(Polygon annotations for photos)
-- Start --

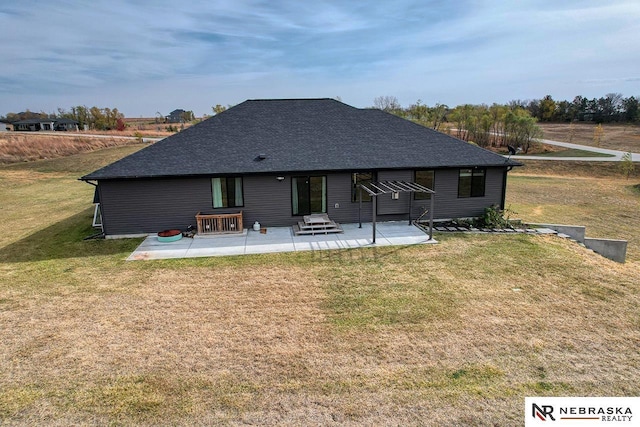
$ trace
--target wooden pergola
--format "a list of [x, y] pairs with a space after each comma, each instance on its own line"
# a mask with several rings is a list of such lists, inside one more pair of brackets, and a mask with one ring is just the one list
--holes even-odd
[[[373, 243], [376, 242], [376, 212], [377, 212], [377, 200], [378, 196], [383, 194], [391, 194], [391, 198], [397, 200], [400, 193], [429, 193], [431, 194], [430, 206], [429, 206], [429, 239], [433, 238], [433, 207], [434, 196], [436, 194], [430, 188], [420, 185], [416, 182], [407, 181], [376, 181], [358, 185], [359, 188], [359, 203], [358, 208], [358, 222], [360, 228], [362, 228], [362, 191], [364, 190], [371, 196], [372, 208], [373, 208]], [[409, 225], [411, 225], [411, 207], [413, 197], [409, 197]]]

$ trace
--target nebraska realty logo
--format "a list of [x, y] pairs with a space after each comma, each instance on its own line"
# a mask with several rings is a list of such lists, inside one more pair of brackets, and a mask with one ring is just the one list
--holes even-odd
[[640, 425], [640, 397], [527, 397], [525, 426]]

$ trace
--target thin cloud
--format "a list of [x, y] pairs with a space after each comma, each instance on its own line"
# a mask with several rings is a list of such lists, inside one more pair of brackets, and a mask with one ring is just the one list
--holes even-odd
[[615, 0], [15, 2], [0, 6], [0, 114], [25, 102], [139, 115], [256, 97], [637, 95], [626, 76], [640, 66], [638, 22], [640, 4]]

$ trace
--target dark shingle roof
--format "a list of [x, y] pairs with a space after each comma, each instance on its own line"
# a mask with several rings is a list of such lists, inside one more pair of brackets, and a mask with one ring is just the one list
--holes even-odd
[[249, 100], [81, 179], [518, 164], [380, 110]]

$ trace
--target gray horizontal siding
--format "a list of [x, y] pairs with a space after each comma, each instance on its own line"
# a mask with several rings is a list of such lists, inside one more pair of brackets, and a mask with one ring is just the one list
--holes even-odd
[[[435, 212], [438, 218], [479, 216], [484, 208], [502, 201], [503, 168], [487, 170], [485, 197], [458, 198], [458, 169], [435, 172]], [[314, 173], [314, 175], [320, 175]], [[340, 223], [358, 222], [359, 203], [351, 201], [351, 174], [327, 173], [327, 213]], [[292, 215], [291, 176], [255, 175], [243, 178], [244, 207], [213, 209], [210, 178], [104, 180], [99, 182], [105, 233], [109, 235], [155, 233], [169, 228], [195, 226], [198, 212], [243, 212], [244, 226], [254, 221], [262, 226], [289, 226], [301, 220]], [[413, 171], [379, 171], [378, 180], [413, 180]], [[407, 219], [410, 194], [378, 200], [378, 219]], [[412, 201], [412, 217], [420, 215], [429, 200]], [[371, 221], [372, 204], [362, 204], [362, 220]]]

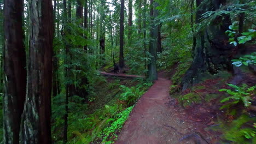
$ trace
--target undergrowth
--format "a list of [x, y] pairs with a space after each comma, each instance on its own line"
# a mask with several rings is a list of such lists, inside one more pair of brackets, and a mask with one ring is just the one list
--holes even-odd
[[[152, 85], [141, 79], [112, 81], [109, 83], [99, 80], [86, 104], [82, 103], [83, 99], [78, 96], [69, 98], [67, 143], [114, 142], [134, 104]], [[60, 100], [65, 97], [61, 94], [54, 98], [52, 130], [55, 143], [62, 143], [65, 101]]]

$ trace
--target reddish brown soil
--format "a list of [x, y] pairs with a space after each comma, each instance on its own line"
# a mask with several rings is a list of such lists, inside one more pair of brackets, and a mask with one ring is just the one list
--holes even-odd
[[203, 129], [204, 122], [188, 118], [169, 96], [171, 81], [160, 77], [138, 100], [115, 143], [213, 143], [216, 138]]

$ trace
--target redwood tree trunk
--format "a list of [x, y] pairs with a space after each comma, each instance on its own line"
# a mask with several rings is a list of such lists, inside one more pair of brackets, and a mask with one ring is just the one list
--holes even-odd
[[[88, 39], [88, 0], [84, 1], [84, 38]], [[87, 44], [84, 47], [84, 49], [85, 51], [87, 51], [88, 45]]]
[[121, 11], [120, 13], [120, 52], [119, 66], [124, 67], [124, 0], [121, 0]]
[[148, 79], [151, 81], [158, 79], [158, 73], [156, 70], [156, 51], [157, 51], [157, 37], [158, 33], [158, 26], [156, 26], [155, 20], [158, 16], [158, 11], [156, 9], [157, 3], [153, 0], [150, 0], [150, 38], [149, 41], [149, 52], [152, 56], [151, 61], [148, 65]]
[[[196, 0], [197, 8], [202, 1]], [[221, 5], [226, 4], [225, 1], [211, 1], [210, 3], [202, 4], [197, 10], [196, 23], [200, 22], [202, 14], [209, 10], [217, 10]], [[231, 23], [229, 16], [223, 15], [196, 34], [193, 62], [183, 77], [183, 91], [199, 82], [202, 75], [231, 69], [230, 60], [235, 47], [229, 44], [229, 38], [225, 34]]]
[[26, 52], [23, 43], [22, 0], [5, 0], [4, 143], [19, 143], [21, 117], [26, 97]]
[[131, 45], [131, 35], [132, 34], [132, 0], [129, 0], [129, 16], [128, 16], [128, 44]]
[[50, 144], [53, 39], [51, 0], [30, 2], [31, 31], [27, 92], [21, 143]]

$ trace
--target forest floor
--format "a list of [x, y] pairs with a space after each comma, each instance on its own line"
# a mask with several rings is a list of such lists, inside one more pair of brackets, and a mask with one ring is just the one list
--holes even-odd
[[171, 85], [164, 74], [159, 74], [137, 103], [115, 143], [203, 144], [217, 140], [216, 132], [205, 130], [205, 122], [191, 118], [170, 97]]

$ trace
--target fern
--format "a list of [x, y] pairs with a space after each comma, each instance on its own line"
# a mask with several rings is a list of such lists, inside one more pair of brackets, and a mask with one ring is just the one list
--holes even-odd
[[[251, 96], [254, 91], [256, 86], [248, 87], [246, 84], [242, 84], [241, 87], [229, 83], [228, 83], [227, 85], [232, 88], [234, 90], [230, 89], [220, 89], [220, 92], [225, 92], [229, 95], [220, 101], [221, 103], [232, 100], [231, 101], [231, 104], [236, 104], [239, 102], [242, 102], [245, 107], [250, 106], [252, 103], [251, 102], [251, 101], [252, 101]], [[226, 106], [226, 105], [223, 105], [220, 107], [220, 109], [226, 108], [227, 107]]]

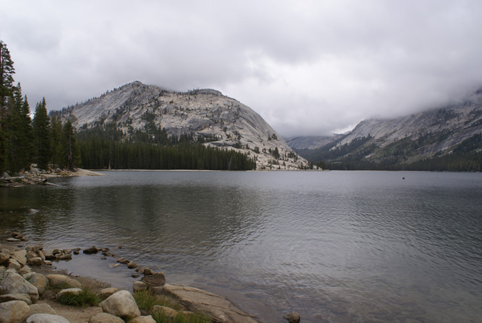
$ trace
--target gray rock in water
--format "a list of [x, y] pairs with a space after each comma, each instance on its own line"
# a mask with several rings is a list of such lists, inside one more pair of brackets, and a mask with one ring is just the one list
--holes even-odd
[[104, 296], [104, 295], [110, 296], [112, 294], [113, 294], [114, 293], [117, 293], [118, 291], [119, 291], [119, 290], [115, 288], [115, 287], [109, 287], [107, 288], [104, 288], [104, 289], [101, 289], [100, 290], [99, 290], [99, 295], [101, 296]]
[[286, 314], [283, 317], [284, 319], [287, 320], [289, 323], [299, 323], [299, 314], [296, 312], [291, 312]]
[[129, 322], [131, 323], [156, 323], [156, 320], [152, 318], [151, 315], [138, 316]]
[[102, 311], [120, 317], [137, 317], [140, 311], [136, 299], [127, 290], [119, 290], [100, 303]]
[[160, 272], [154, 275], [149, 275], [149, 276], [144, 276], [141, 280], [151, 286], [162, 286], [165, 282], [165, 276], [164, 275], [164, 273]]
[[0, 264], [3, 263], [10, 257], [10, 255], [4, 252], [0, 252]]
[[27, 252], [25, 250], [17, 250], [10, 252], [10, 257], [17, 260], [17, 261], [20, 264], [21, 267], [25, 266], [27, 264], [27, 258], [26, 255]]
[[86, 255], [93, 255], [93, 254], [97, 253], [98, 252], [99, 252], [98, 249], [97, 248], [95, 248], [95, 246], [89, 248], [87, 249], [84, 250], [84, 251], [82, 251], [82, 252], [84, 252]]
[[28, 264], [30, 266], [41, 266], [42, 259], [39, 257], [34, 257], [28, 259]]
[[183, 285], [164, 285], [164, 292], [178, 299], [187, 309], [205, 313], [215, 322], [254, 323], [254, 317], [237, 308], [230, 301], [205, 290]]
[[66, 318], [53, 314], [34, 314], [25, 322], [26, 323], [71, 323]]
[[39, 299], [37, 287], [16, 273], [7, 272], [0, 284], [0, 294], [28, 294], [33, 303]]
[[30, 308], [23, 301], [0, 304], [0, 323], [21, 323], [28, 317]]

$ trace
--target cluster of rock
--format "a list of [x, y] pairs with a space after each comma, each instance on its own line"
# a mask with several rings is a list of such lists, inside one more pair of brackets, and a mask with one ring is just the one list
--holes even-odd
[[7, 173], [0, 174], [0, 186], [15, 187], [26, 185], [44, 185], [58, 186], [48, 181], [48, 178], [55, 177], [70, 177], [78, 176], [98, 176], [101, 174], [90, 172], [81, 168], [73, 170], [61, 169], [59, 167], [48, 170], [37, 168], [36, 164], [32, 164], [29, 170], [9, 175]]
[[[24, 238], [18, 232], [12, 233], [12, 236], [15, 241], [21, 241], [21, 238]], [[29, 246], [25, 249], [15, 248], [14, 250], [0, 247], [0, 323], [69, 322], [57, 315], [55, 311], [48, 304], [36, 303], [42, 295], [43, 298], [57, 299], [64, 294], [82, 293], [80, 282], [64, 275], [44, 275], [35, 273], [32, 268], [51, 265], [53, 260], [70, 260], [73, 254], [78, 255], [80, 250], [80, 248], [44, 250], [41, 246]], [[95, 246], [84, 249], [83, 252], [86, 255], [102, 252], [104, 258], [116, 257], [109, 248], [97, 248]], [[128, 268], [135, 269], [136, 274], [133, 277], [142, 275], [140, 280], [133, 283], [134, 293], [149, 290], [154, 294], [169, 295], [188, 310], [183, 311], [185, 315], [203, 313], [213, 322], [257, 322], [254, 316], [236, 308], [223, 297], [189, 286], [165, 284], [163, 273], [155, 273], [149, 268], [139, 267], [134, 261], [124, 257], [119, 258], [116, 261], [118, 264], [112, 266], [112, 268], [125, 264]], [[62, 286], [63, 289], [52, 295], [53, 290], [50, 288], [55, 286]], [[129, 321], [133, 323], [155, 322], [149, 313], [140, 311], [132, 294], [128, 290], [108, 288], [100, 290], [98, 295], [101, 297], [106, 297], [100, 304], [102, 313], [93, 315], [90, 323], [121, 323], [126, 318], [133, 319]], [[161, 312], [164, 315], [172, 318], [178, 313], [174, 308], [160, 306], [154, 306], [152, 313], [155, 312]], [[299, 322], [299, 315], [297, 315], [295, 313], [290, 313], [284, 318], [290, 323], [296, 323]]]

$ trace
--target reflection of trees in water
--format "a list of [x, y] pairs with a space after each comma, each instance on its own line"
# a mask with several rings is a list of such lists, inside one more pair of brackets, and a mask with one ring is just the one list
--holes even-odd
[[0, 191], [1, 230], [48, 241], [59, 238], [70, 222], [75, 196], [68, 187], [29, 185]]

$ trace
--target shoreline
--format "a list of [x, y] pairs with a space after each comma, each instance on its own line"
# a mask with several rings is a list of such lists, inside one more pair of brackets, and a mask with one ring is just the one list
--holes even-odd
[[[3, 251], [3, 253], [5, 253], [6, 252], [6, 250], [8, 250], [10, 251], [10, 259], [13, 259], [12, 255], [14, 254], [16, 255], [15, 259], [17, 259], [17, 255], [19, 254], [19, 252], [21, 254], [22, 252], [24, 252], [24, 254], [30, 253], [27, 250], [30, 250], [31, 252], [33, 248], [35, 248], [37, 250], [39, 255], [46, 255], [46, 257], [50, 257], [49, 259], [52, 259], [52, 253], [50, 251], [44, 250], [43, 247], [41, 246], [37, 246], [35, 247], [29, 246], [28, 241], [26, 239], [14, 241], [13, 239], [15, 238], [13, 238], [12, 236], [15, 234], [19, 234], [17, 232], [10, 233], [9, 232], [6, 232], [1, 234], [3, 237], [1, 237], [1, 240], [0, 241], [0, 252]], [[12, 237], [8, 238], [8, 237]], [[7, 241], [7, 239], [8, 239], [8, 241]], [[122, 247], [118, 248], [119, 249], [122, 248]], [[44, 252], [42, 252], [42, 251]], [[169, 297], [172, 297], [174, 299], [174, 302], [177, 302], [178, 306], [184, 308], [185, 311], [189, 311], [194, 313], [199, 313], [207, 317], [210, 317], [212, 322], [232, 322], [234, 323], [259, 322], [256, 320], [256, 317], [250, 315], [245, 312], [243, 312], [239, 308], [237, 308], [229, 300], [223, 297], [187, 286], [165, 284], [164, 274], [163, 273], [149, 273], [149, 272], [151, 270], [148, 268], [141, 268], [140, 266], [138, 266], [135, 263], [133, 264], [132, 263], [133, 263], [133, 261], [124, 259], [123, 257], [119, 258], [115, 254], [111, 252], [109, 248], [98, 249], [95, 247], [91, 247], [90, 248], [84, 249], [83, 250], [80, 250], [80, 248], [75, 248], [73, 250], [62, 250], [62, 252], [64, 252], [64, 255], [70, 255], [64, 259], [62, 259], [62, 257], [59, 258], [57, 257], [56, 259], [53, 259], [51, 261], [46, 260], [46, 260], [41, 261], [40, 264], [37, 264], [37, 265], [30, 264], [30, 259], [28, 260], [26, 259], [26, 261], [24, 261], [25, 264], [24, 266], [21, 266], [21, 261], [18, 261], [21, 264], [21, 268], [18, 268], [16, 266], [17, 265], [10, 265], [10, 259], [3, 261], [2, 263], [0, 263], [0, 272], [3, 273], [2, 277], [5, 275], [5, 273], [11, 270], [15, 271], [19, 274], [25, 273], [28, 273], [31, 271], [31, 273], [36, 273], [47, 277], [52, 274], [59, 274], [79, 281], [82, 283], [82, 288], [87, 288], [89, 290], [98, 293], [104, 288], [112, 289], [108, 288], [112, 286], [113, 283], [104, 282], [104, 279], [100, 279], [98, 277], [93, 277], [95, 276], [95, 275], [82, 275], [82, 273], [77, 275], [77, 273], [74, 274], [73, 273], [69, 273], [69, 270], [64, 268], [58, 268], [55, 266], [55, 265], [57, 264], [61, 264], [64, 261], [67, 262], [76, 261], [82, 261], [82, 260], [79, 258], [82, 258], [84, 257], [84, 257], [84, 262], [86, 259], [92, 259], [93, 261], [100, 261], [100, 259], [98, 257], [93, 257], [92, 256], [93, 256], [95, 254], [102, 252], [102, 254], [104, 255], [104, 257], [101, 258], [102, 259], [106, 258], [116, 259], [116, 264], [115, 266], [111, 266], [109, 265], [111, 268], [115, 269], [116, 268], [120, 268], [123, 272], [132, 274], [130, 276], [132, 277], [132, 279], [128, 279], [131, 281], [130, 284], [131, 287], [129, 288], [125, 288], [118, 284], [118, 287], [119, 287], [118, 289], [117, 287], [114, 287], [116, 290], [128, 290], [131, 294], [132, 294], [133, 292], [136, 293], [145, 290], [149, 291], [149, 293], [153, 293], [154, 295], [167, 295]], [[115, 252], [115, 250], [113, 252]], [[73, 253], [73, 255], [72, 253]], [[6, 265], [8, 266], [6, 266]], [[87, 266], [89, 266], [89, 264], [87, 264]], [[158, 279], [158, 277], [161, 276], [162, 282], [157, 282], [156, 279]], [[154, 279], [152, 279], [153, 277], [154, 277]], [[153, 283], [153, 282], [156, 282]], [[0, 280], [0, 286], [1, 286], [1, 280]], [[125, 284], [123, 284], [123, 287], [126, 287]], [[2, 293], [4, 293], [0, 290], [0, 295]], [[185, 297], [184, 296], [186, 293], [197, 295]], [[189, 297], [192, 299], [189, 299]], [[196, 299], [196, 297], [198, 297], [198, 299]], [[206, 297], [210, 299], [213, 304], [210, 304], [210, 301], [206, 301]], [[200, 302], [201, 302], [201, 299], [202, 299], [202, 302], [205, 302], [205, 304], [202, 304], [202, 306], [199, 305]], [[33, 302], [35, 303], [35, 302]], [[1, 304], [1, 302], [0, 302], [0, 304]], [[37, 304], [48, 304], [50, 306], [50, 307], [53, 308], [54, 311], [57, 313], [57, 315], [60, 315], [60, 316], [66, 318], [71, 322], [90, 322], [91, 317], [102, 313], [103, 308], [103, 307], [101, 308], [99, 307], [99, 306], [74, 307], [62, 305], [53, 300], [50, 295], [49, 295], [49, 296], [47, 297], [43, 297], [41, 296], [37, 302]], [[1, 313], [0, 313], [0, 315], [1, 314]], [[142, 315], [146, 313], [142, 313]], [[229, 318], [229, 320], [225, 321], [224, 319], [226, 317]]]

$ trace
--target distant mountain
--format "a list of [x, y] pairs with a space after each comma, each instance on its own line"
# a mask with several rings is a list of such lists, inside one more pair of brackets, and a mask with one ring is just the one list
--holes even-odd
[[204, 145], [255, 157], [257, 169], [307, 165], [258, 113], [216, 90], [173, 92], [134, 82], [51, 113], [70, 120], [77, 131], [114, 125], [126, 138], [138, 131], [154, 136], [160, 128], [169, 136], [192, 135]]
[[[482, 163], [482, 89], [463, 102], [396, 119], [362, 121], [313, 149], [291, 147], [326, 168], [479, 171]], [[310, 138], [306, 140], [312, 142]]]
[[293, 149], [315, 149], [344, 138], [346, 135], [333, 133], [333, 136], [305, 136], [284, 138]]

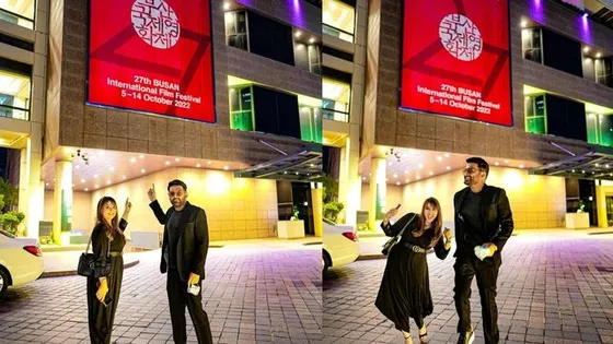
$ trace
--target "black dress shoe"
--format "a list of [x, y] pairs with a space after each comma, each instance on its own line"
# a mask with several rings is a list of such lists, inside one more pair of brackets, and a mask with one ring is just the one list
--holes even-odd
[[469, 330], [467, 332], [460, 333], [460, 337], [458, 339], [458, 344], [471, 344], [475, 340], [475, 332], [473, 329]]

-- End --

#### Task statement:
Show each line of the records that contains the word "rock".

#### Response to the exercise:
--target gray rock in water
--target cluster of rock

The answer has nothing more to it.